_TEXT SECTION_.
When he first began to practice, Bittner says he “kept a foot in each ring: civil and family,” but soon migrated solely to family law.
“It fits people that need high stimulation; it’s really sort of helter-skelter,” he says, of family law. “People are emailing, people are calling, ‘My husband cleared out the bank account, my wife didn’t bring the kids back; I need to hear from you!’ Lots of short bursts—I like that. It works better for me than sitting through eight hours of deposition on a product liability defect case.”
Bittner’s fast emotional synapses and desire to hear clients out were recognized by the firm, as well. “When I was a fairly young associate, there was this one client the senior partner put me to work on,” Bittner recalls. “She was a handful. She called a lot. You’d listen-listen-listen. I told her, ‘Look, here’s the deal. I charge for these phone calls.’ And she said, ‘Oh, I know that, sweetie. But you’re a much better listener than my therapist and you’re $25 an hour cheaper.’ I said, ‘All right! As long as we’re clear here.’”
Bittner says clients’ needs, when it comes to the talk-talk-talk factor, often break down along gender lines. “That is so true, that men are from Mars or whatever,” he says. “Women want to process, men want solutions. That’s not universally the case, but I will say that family law is the petri dish of the battle of the sexes. It is the battle of the sexes. Every. Single. Day.”
For Bittner, this yields the ancillary pleasure of family law attorneys forming a sort of comrades in arms.
“One day I’ve got the girl, and one day I’ve got the boy, so family law lawyers are familiar with both sides of the issue,” he says. “If you’re the prosecutor, you wear the white hat, and if you’re the criminal defense lawyer, you wear the black hat. My experience with them is, they get pretty jaded in their views. If you’re a criminal defense lawyer, the man is out to get you. In plaintiff personal injury work, it’s the same: The plaintiff lawyers all think the insurance defense lawyers are a bunch of scumbuckets and vice versa. But everybody in the family law bar, we do both sides. We don’t become polarized against each other.”
“I consult with Tom regularly for good advice,” says Deering. “We’ve both been doing this long enough that we want to try to get both parties what they want, and most of our cases settle—Tom is very good at that. Not all lawyers are good at listening. Tom is. Really good.”

_DATASET_.
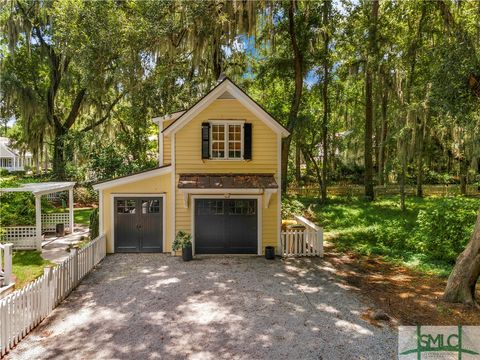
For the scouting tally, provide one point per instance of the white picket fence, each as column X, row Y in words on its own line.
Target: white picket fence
column 5, row 264
column 22, row 237
column 24, row 309
column 50, row 221
column 303, row 242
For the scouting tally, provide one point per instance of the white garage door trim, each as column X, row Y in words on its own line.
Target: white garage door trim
column 259, row 215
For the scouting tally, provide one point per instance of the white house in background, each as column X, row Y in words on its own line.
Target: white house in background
column 13, row 160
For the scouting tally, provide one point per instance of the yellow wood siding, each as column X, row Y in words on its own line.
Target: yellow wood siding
column 264, row 160
column 167, row 150
column 167, row 144
column 156, row 185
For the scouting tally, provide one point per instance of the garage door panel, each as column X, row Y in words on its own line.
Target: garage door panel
column 125, row 225
column 138, row 224
column 151, row 225
column 210, row 225
column 226, row 226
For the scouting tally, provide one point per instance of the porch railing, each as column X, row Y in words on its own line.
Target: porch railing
column 303, row 242
column 5, row 264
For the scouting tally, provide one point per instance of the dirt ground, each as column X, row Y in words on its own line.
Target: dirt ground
column 409, row 297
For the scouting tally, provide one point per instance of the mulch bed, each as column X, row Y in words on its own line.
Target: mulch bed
column 409, row 297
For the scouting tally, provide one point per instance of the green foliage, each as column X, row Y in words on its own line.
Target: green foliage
column 27, row 266
column 443, row 231
column 85, row 195
column 182, row 240
column 82, row 216
column 17, row 209
column 429, row 235
column 94, row 224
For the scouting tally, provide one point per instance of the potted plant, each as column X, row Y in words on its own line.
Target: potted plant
column 183, row 240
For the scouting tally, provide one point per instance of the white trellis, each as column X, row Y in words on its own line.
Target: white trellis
column 50, row 221
column 21, row 236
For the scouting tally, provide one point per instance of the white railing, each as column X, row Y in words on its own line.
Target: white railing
column 303, row 242
column 50, row 221
column 5, row 264
column 24, row 309
column 22, row 237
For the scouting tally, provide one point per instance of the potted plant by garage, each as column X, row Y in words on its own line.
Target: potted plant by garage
column 183, row 241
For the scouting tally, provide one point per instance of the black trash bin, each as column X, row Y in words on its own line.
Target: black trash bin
column 60, row 230
column 269, row 252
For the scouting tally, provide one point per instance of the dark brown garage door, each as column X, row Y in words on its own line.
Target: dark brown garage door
column 226, row 226
column 138, row 224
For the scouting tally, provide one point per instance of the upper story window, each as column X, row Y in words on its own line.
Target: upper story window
column 227, row 140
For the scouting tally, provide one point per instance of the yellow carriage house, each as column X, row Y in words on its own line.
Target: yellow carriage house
column 218, row 178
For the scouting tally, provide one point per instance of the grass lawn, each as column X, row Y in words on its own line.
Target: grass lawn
column 428, row 236
column 82, row 216
column 27, row 266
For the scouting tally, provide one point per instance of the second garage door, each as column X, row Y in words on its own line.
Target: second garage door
column 138, row 224
column 226, row 226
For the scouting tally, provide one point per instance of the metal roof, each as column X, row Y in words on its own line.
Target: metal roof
column 41, row 188
column 227, row 181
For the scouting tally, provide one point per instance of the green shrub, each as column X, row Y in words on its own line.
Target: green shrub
column 94, row 228
column 443, row 231
column 85, row 195
column 182, row 240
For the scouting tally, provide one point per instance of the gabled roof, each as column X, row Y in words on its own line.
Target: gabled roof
column 141, row 175
column 232, row 91
column 172, row 116
column 41, row 188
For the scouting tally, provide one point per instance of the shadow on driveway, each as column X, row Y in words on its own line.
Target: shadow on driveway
column 151, row 306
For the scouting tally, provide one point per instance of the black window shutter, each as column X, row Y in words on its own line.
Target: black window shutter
column 205, row 140
column 247, row 141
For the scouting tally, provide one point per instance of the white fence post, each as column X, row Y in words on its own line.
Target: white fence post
column 307, row 242
column 76, row 279
column 6, row 263
column 24, row 309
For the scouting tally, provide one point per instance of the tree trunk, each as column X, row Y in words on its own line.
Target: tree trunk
column 326, row 40
column 383, row 134
column 298, row 174
column 403, row 176
column 292, row 118
column 421, row 132
column 463, row 176
column 59, row 153
column 368, row 153
column 369, row 192
column 464, row 276
column 317, row 168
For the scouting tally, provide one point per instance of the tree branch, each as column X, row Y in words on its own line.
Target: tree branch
column 106, row 116
column 72, row 116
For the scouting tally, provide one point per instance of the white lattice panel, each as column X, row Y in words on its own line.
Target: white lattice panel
column 49, row 221
column 22, row 237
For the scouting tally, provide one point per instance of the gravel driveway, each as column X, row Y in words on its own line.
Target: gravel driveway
column 149, row 306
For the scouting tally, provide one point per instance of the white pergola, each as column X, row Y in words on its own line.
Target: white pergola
column 45, row 188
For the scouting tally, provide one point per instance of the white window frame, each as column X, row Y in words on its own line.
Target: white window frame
column 226, row 124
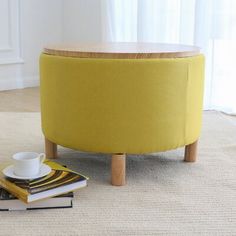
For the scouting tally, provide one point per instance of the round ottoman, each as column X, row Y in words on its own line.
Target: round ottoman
column 122, row 98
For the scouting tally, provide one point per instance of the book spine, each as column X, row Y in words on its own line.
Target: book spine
column 14, row 190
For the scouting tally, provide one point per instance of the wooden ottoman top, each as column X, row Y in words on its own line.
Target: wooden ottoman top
column 123, row 50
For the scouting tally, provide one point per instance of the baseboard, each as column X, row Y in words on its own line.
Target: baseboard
column 19, row 82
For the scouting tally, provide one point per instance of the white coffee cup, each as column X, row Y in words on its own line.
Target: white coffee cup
column 27, row 164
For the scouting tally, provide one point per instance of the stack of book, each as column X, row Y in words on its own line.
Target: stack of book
column 52, row 191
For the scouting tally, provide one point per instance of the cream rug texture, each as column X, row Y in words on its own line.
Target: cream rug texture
column 163, row 195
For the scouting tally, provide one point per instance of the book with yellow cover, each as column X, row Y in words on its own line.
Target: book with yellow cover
column 60, row 180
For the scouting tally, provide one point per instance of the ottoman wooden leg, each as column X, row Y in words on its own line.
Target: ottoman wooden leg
column 50, row 149
column 190, row 154
column 118, row 169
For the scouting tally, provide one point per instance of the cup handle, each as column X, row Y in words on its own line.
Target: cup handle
column 42, row 157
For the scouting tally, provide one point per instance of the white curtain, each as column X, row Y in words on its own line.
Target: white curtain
column 209, row 24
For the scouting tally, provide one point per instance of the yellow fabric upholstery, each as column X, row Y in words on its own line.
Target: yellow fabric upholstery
column 121, row 105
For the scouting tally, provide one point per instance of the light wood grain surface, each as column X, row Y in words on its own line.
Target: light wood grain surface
column 123, row 50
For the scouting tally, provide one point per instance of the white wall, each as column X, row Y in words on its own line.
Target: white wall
column 82, row 21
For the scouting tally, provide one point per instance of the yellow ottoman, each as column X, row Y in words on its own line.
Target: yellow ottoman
column 122, row 98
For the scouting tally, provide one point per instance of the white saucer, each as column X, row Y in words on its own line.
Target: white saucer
column 44, row 170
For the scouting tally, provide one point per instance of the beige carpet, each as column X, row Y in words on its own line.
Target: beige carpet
column 163, row 195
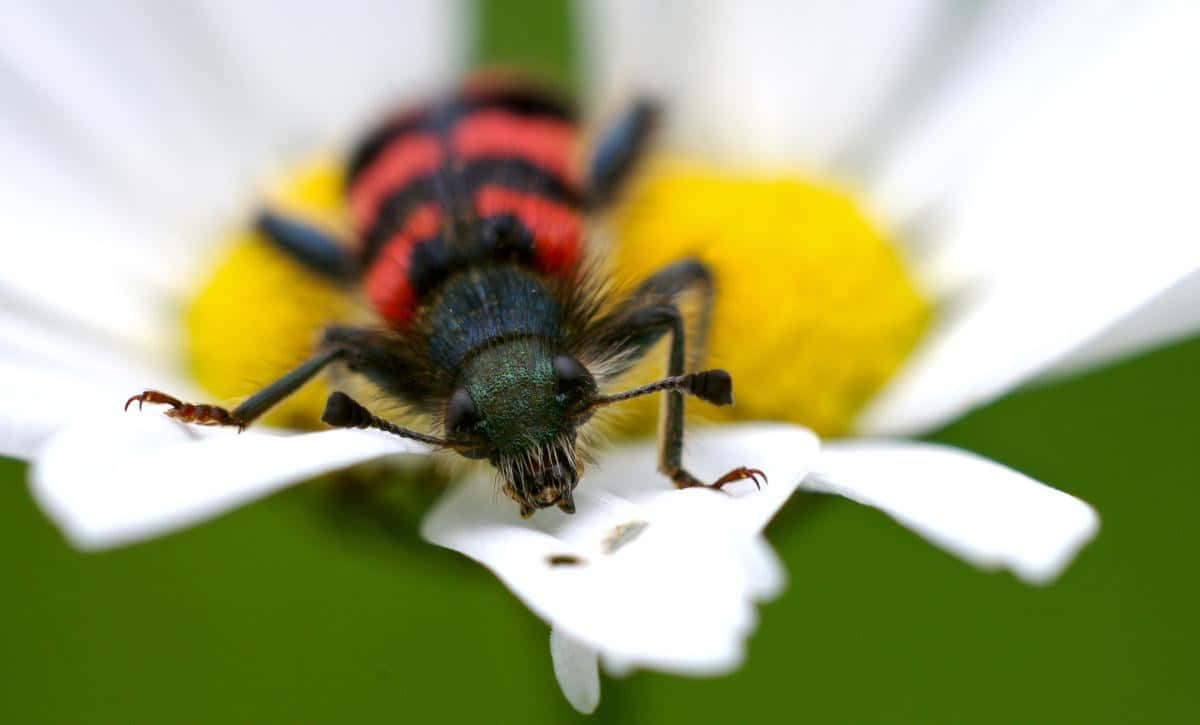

_WHAT YOU NEED TO DO_.
a. In the text about Bittner's family law practice, write out again the part that opens with "Bittner says clients’" and closes with "comrades in arms.", swapping "petri dish" for "testing ground".
b. Pick up the text about Bittner's family law practice after its final sentence and keep writing it.

_RESULTS OF THE TASKS_.
a.
Bittner says clients’ needs, when it comes to the talk-talk-talk factor, often break down along gender lines. “That is so true, that men are from Mars or whatever,” he says. “Women want to process, men want solutions. That’s not universally the case, but I will say that family law is the testing ground of the battle of the sexes. It is the battle of the sexes. Every. Single. Day.”
For Bittner, this yields the ancillary pleasure of family law attorneys forming a sort of comrades in arms.

b.
Steadiness and a cool head are things Bittner says he learned from William Schulte, now of counsel to the firm. “I feel very fortunate to have Bill Schulte as a mentor. He taught me how to be a lawyer,” he says. “[The goal] is not to beat the other side into a pulp. And that’s not to say I can’t do a good job in the courtroom and deliver the knockout punch. Sure, I’ve had my moments and still will when the right case calls for it. But if people are looking to use a lawyer to achieve their own need to punish or pulverize the other side, then I feel like a tool. It’s not something that I derive satisfaction from.”
All things must come to an end, even divorce, but for clients this is often the most difficult step: into the unknown.
“This may be hell” for his clients but, he points out, it is their own hell. “I’ve talked to a lot of lawyers and psychiatrists about it,” Bittner says. “The case is coming to an end, and you have to make decisions and settle, and people can’t. They don’t want it to end.”
But is has to. That’s why they’ve hired Bittner, to get them through as unscathed as possible.
“Clients believe sometimes that we don’t want to finish our cases. Believe me, lawyers like to see a case done,” he says. “I don’t think we can measure our cases by the outcome. Did I win? It’s a really dangerous thing to say but I’m not in it to win it. I’m in it to make sure the surgery is done right and you’re on your road to healing.”